Data for analysis:
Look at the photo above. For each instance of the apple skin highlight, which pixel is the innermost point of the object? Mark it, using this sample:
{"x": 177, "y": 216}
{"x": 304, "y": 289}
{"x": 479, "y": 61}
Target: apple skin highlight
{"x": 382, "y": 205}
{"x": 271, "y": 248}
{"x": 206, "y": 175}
* * *
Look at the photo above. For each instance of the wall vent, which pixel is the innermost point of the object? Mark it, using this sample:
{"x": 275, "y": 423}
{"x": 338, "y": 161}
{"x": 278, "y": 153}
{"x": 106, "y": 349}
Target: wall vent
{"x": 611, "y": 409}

What is expected:
The answer must be a single number: the count of lines in the data that include the word "using".

Exercise output:
2